• _Brano del documento_:
┌──

L’ennesima tegola sui nostri territori, sul nostro lavoro, sulle nostre vite.
Con enorme fatica ci stavamo rialzando, stavamo tornando a reggerci sulle nostre gambe ed ora, sempre a causa di decisioni incomprensibili, siamo stati azzoppati, ancora e di nuovo.
Decisioni che dimostrano, se ancora ce ne fosse bisogno, di quanto una certa maniera di fare politica sia lontana dalla realtà che ognuno di noi vive quotidianamente sulla propria pelle.
Di fatto siamo ripiombati, per sei mesi in zona rossa, è stato decretato un nuovo lockdown, questa volta insensato.
Le decisioni prese non tengono conto dell’impatto enorme che avranno sulla nostra economia e sulle nostre vite, nell’immediato e nel medio e lungo termine.

└──

Per favore, ripeti parola per parola l'intero brano del documento qui sopra.

• _Voci salvate_:
┌──

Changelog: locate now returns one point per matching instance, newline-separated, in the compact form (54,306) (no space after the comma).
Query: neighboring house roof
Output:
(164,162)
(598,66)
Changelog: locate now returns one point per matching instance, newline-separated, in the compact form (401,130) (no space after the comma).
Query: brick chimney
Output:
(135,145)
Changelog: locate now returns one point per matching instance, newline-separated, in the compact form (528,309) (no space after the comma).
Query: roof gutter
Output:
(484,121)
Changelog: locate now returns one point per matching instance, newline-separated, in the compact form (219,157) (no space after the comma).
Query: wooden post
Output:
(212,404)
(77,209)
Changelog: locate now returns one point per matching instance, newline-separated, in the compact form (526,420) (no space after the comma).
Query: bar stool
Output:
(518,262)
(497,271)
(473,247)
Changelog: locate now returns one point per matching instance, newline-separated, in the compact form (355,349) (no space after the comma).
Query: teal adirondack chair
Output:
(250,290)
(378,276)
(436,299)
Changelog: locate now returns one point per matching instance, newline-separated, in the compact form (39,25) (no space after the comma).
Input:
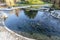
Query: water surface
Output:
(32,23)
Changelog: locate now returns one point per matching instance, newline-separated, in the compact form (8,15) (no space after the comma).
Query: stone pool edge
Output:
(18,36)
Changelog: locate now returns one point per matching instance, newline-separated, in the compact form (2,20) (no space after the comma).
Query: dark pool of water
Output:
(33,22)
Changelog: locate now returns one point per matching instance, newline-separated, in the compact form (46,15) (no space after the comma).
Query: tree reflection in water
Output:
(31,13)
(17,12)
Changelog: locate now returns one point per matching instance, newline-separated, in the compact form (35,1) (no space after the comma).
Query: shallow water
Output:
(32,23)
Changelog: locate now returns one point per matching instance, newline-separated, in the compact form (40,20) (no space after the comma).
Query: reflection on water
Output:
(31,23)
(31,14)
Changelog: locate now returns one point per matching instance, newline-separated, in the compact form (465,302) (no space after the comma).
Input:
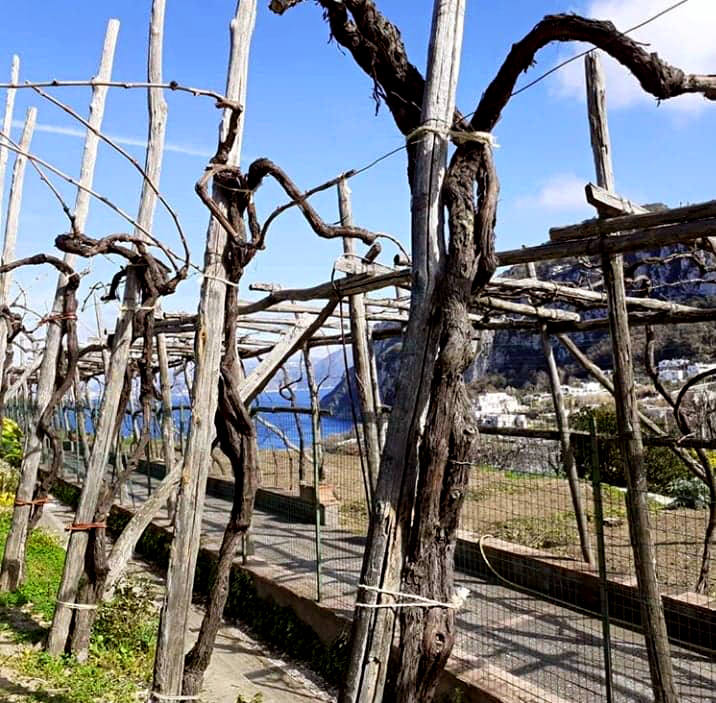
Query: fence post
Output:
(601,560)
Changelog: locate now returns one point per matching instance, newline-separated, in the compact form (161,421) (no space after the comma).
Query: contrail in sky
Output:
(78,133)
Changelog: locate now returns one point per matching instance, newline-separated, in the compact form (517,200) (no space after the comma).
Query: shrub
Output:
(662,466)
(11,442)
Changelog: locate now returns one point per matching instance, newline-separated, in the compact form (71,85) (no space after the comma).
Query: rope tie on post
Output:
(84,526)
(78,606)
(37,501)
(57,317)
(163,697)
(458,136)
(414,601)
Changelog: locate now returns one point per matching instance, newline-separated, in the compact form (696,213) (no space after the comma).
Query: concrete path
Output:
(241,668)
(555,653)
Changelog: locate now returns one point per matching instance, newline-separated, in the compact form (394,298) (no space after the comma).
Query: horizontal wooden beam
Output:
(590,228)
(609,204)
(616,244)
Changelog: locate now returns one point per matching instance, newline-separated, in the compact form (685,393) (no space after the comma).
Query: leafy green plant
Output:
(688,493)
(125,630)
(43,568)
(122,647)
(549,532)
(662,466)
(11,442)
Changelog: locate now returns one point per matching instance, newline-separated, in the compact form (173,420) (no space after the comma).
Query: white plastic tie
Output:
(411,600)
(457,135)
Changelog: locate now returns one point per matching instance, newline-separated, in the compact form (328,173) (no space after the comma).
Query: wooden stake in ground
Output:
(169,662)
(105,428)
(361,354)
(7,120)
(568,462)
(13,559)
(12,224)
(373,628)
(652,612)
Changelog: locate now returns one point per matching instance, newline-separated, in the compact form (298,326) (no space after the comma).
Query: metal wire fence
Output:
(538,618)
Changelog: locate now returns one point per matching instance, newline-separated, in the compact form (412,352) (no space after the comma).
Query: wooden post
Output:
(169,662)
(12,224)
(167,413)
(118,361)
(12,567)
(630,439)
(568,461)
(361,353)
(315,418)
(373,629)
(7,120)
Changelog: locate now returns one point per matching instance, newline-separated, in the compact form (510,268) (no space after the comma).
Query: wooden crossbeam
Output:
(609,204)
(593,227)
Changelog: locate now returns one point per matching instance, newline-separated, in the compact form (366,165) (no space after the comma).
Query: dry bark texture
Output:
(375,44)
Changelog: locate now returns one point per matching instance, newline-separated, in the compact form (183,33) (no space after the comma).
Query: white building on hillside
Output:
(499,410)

└──

• _Risposta al compito_:
L’ennesima tegola sui nostri territori, sul nostro lavoro, sulle nostre vite.
Con enorme fatica ci stavamo rialzando, stavamo tornando a reggerci sulle nostre gambe ed ora, sempre a causa di decisioni incomprensibili, siamo stati azzoppati, ancora e di nuovo.
Decisioni che dimostrano, se ancora ce ne fosse bisogno, di quanto una certa maniera di fare politica sia lontana dalla realtà che ognuno di noi vive quotidianamente sulla propria pelle.
Di fatto siamo ripiombati, per sei mesi in zona rossa, è stato decretato un nuovo lockdown, questa volta insensato.
Le decisioni prese non tengono conto dell’impatto enorme che avranno sulla nostra economia e sulle nostre vite, nell’immediato e nel medio e lungo termine.